>>>
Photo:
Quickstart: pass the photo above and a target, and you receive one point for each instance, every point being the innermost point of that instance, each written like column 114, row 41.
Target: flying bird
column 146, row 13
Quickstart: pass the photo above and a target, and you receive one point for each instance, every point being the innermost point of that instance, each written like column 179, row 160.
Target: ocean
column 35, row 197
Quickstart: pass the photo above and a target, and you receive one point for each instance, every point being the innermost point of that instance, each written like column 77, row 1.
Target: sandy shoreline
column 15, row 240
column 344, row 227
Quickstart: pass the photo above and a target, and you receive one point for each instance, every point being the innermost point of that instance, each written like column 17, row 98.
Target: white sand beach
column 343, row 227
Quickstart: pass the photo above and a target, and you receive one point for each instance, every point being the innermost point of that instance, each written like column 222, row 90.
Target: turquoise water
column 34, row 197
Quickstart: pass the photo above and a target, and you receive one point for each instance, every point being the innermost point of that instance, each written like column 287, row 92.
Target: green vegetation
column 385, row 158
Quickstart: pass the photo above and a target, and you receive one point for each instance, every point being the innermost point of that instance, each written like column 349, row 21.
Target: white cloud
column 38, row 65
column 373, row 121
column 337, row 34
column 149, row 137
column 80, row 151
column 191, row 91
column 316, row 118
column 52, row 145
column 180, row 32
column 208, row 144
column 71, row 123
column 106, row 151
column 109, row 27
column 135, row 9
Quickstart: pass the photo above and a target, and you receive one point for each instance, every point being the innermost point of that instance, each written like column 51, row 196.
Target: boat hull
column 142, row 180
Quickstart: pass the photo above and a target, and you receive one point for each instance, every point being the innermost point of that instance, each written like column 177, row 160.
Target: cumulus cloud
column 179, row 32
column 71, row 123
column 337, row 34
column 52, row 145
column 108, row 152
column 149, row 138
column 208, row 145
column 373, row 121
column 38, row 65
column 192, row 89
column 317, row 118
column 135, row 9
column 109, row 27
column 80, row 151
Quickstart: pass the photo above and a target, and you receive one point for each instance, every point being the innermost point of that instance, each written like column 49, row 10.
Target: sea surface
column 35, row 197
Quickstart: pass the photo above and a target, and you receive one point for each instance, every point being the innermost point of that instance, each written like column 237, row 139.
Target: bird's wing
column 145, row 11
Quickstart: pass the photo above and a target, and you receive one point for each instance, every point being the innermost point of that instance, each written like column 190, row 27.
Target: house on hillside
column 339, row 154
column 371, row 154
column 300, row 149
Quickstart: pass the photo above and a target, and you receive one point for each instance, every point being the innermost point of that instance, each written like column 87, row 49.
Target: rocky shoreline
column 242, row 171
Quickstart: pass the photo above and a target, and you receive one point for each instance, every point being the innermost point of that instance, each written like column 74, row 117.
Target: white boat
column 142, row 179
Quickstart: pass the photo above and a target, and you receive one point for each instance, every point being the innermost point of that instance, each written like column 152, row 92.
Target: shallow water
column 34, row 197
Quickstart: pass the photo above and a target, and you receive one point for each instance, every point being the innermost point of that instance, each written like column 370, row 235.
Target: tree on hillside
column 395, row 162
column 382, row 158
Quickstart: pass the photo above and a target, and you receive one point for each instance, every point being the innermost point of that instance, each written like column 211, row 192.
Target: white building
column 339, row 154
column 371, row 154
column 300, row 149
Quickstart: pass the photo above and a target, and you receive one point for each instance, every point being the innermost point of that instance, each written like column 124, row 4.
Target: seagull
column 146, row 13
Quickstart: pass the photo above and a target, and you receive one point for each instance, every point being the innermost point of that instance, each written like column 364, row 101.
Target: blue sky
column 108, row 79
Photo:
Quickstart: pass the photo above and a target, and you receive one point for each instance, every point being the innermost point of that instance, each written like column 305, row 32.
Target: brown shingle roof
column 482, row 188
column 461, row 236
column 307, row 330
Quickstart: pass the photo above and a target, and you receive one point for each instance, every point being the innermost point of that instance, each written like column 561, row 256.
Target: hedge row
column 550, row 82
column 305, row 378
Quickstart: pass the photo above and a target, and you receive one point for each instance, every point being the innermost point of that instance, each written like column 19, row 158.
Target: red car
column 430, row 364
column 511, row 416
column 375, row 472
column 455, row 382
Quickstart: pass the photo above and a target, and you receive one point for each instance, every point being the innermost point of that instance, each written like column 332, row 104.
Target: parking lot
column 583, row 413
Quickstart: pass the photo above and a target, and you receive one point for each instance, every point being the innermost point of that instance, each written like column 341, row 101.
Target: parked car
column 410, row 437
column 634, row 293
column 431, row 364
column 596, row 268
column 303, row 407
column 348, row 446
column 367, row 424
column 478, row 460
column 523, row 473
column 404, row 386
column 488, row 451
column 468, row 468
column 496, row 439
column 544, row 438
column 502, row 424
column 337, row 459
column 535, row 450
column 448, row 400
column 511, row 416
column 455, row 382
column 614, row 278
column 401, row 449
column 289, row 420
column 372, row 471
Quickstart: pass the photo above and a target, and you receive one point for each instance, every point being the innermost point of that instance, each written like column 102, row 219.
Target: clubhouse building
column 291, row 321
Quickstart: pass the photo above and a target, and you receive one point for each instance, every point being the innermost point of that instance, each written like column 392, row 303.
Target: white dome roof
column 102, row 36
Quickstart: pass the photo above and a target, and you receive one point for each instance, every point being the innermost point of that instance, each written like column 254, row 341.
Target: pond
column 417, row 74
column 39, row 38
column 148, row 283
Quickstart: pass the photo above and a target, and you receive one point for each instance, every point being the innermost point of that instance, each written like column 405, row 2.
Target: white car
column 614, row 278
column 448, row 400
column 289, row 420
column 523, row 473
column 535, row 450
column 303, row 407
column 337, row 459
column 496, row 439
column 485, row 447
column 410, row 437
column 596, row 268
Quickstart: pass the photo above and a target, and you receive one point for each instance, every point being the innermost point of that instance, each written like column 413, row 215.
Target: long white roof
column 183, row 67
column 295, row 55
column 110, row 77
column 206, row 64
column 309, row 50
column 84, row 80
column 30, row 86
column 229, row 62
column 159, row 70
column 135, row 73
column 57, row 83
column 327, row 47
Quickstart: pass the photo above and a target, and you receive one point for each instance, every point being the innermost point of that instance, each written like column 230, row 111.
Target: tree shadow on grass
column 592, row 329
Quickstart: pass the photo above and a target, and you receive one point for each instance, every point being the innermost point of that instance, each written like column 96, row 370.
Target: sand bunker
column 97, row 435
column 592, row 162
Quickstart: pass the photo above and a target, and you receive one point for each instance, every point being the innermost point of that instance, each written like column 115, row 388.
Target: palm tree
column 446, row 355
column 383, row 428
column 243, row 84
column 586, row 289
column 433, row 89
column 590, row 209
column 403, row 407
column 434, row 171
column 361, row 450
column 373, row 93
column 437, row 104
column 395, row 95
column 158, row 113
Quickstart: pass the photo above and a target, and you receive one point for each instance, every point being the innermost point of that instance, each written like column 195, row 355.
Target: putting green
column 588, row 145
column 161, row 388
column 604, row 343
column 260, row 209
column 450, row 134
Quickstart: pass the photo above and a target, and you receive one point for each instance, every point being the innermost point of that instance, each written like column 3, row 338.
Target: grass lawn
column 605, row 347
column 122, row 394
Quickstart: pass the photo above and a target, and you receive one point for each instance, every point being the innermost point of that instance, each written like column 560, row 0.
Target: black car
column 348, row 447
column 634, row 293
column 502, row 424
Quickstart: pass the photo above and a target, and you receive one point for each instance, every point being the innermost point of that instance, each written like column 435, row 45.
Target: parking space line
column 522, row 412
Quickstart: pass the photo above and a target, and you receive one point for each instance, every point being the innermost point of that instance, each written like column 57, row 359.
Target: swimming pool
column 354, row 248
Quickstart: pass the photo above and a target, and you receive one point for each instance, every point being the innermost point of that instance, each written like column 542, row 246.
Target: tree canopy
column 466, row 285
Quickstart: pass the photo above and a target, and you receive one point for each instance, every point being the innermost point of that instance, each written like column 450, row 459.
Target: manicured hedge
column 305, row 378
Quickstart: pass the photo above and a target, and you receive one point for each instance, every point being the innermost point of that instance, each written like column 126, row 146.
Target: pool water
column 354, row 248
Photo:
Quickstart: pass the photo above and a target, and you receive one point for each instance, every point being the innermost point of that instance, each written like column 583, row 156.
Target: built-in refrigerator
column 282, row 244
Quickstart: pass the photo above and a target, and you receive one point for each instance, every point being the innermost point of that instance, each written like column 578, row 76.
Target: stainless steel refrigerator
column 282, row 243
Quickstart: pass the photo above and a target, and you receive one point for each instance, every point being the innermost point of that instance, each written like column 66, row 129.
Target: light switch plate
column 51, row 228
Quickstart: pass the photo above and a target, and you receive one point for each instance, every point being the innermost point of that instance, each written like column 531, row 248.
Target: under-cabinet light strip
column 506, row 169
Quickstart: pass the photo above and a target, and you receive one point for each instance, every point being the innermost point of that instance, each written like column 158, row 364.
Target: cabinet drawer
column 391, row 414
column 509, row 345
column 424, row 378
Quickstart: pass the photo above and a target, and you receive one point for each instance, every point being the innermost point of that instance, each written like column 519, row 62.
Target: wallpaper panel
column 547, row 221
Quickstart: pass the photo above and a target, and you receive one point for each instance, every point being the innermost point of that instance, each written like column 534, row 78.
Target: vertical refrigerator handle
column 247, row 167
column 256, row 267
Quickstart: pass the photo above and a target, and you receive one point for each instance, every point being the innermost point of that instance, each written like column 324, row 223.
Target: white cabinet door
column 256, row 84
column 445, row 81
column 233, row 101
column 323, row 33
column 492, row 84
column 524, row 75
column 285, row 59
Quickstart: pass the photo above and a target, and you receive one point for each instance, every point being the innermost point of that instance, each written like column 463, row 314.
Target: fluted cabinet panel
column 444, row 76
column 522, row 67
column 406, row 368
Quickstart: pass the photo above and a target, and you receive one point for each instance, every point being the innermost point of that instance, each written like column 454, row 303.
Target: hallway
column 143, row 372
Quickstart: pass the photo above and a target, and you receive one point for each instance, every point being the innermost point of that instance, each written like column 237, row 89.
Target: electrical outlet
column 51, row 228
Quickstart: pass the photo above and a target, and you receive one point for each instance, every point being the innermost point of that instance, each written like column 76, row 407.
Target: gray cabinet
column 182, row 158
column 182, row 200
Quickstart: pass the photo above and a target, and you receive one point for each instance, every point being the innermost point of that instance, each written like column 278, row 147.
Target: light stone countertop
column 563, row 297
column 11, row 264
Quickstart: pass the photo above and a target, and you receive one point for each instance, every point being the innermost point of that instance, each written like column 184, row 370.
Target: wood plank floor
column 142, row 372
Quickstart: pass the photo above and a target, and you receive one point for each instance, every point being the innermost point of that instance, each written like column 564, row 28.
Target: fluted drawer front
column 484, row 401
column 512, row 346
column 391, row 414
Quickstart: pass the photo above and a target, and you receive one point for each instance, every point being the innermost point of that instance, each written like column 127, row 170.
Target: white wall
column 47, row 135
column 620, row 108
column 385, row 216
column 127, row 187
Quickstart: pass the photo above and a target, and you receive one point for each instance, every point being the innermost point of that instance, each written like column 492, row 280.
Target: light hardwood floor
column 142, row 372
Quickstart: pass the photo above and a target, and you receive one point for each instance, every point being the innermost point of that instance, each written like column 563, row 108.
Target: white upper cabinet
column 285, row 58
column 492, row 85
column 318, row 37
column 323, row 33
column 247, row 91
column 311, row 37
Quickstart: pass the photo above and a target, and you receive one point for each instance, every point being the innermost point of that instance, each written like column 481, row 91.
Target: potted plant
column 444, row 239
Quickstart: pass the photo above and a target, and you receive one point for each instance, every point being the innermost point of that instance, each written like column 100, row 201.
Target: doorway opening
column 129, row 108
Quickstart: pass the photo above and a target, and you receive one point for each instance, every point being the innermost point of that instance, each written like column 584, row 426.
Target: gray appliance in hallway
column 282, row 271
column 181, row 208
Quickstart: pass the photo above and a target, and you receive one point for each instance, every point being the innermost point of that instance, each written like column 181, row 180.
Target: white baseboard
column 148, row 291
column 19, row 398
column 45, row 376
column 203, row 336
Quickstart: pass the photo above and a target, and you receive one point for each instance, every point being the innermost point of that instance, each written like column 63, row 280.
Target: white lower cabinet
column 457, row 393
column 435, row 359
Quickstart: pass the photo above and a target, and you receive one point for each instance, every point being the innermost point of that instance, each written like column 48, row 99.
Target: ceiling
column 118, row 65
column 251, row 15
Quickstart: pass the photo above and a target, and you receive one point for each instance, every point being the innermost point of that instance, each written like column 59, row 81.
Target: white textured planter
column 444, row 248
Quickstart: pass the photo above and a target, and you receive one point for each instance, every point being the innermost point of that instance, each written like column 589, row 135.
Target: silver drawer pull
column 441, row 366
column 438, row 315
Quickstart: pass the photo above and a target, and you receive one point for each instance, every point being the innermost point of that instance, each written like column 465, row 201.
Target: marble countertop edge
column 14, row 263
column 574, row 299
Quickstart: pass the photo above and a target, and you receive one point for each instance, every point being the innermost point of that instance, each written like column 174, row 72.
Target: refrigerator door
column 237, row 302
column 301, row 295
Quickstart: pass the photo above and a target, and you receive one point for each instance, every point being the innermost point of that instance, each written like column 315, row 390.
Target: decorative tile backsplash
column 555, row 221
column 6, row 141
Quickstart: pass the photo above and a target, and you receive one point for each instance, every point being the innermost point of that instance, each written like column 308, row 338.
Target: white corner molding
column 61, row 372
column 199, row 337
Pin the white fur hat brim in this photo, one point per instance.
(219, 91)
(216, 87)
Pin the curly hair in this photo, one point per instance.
<<<
PROMPT
Once you reach the line with "Target: wallpaper panel" in the data above, copy it and every line after it exactly, up to and including the line with "278, row 147.".

ANSWER BELOW
Target: wallpaper panel
column 547, row 221
Quickstart: pass the photo above and a target, and you receive one point for each instance, every point being the innermost point of that instance, each written like column 534, row 78.
Target: vertical refrigerator handle
column 247, row 167
column 256, row 267
Quickstart: pass the photo above and a target, and you receive one point for each instance, every point being the innermost point of that instance, each written like column 324, row 223.
Target: white cabinet door
column 256, row 84
column 445, row 81
column 233, row 101
column 323, row 33
column 492, row 84
column 524, row 75
column 285, row 59
Quickstart: pass the photo above and a target, and you receive one point for each instance, every point being the innermost point of that instance, each written like column 463, row 314.
Target: fluted cabinet panel
column 444, row 76
column 522, row 67
column 406, row 368
Quickstart: pass the photo above and a target, and you receive one point for each instance, every point being the innermost point of that instance, each written like column 454, row 303.
Target: hallway
column 143, row 372
Quickstart: pass the photo above and a target, and you receive one point for each instance, every point being the innermost point of that instance, each written like column 237, row 89.
Target: electrical outlet
column 51, row 228
Quickstart: pass the photo above and a target, and you receive one point for each instance, every point being the innermost point of that instance, each written like column 76, row 407.
Target: gray cabinet
column 182, row 158
column 182, row 200
Quickstart: pass the photo above and a target, and you receive one point for each instance, every point being the innermost point of that instance, each written like column 278, row 147.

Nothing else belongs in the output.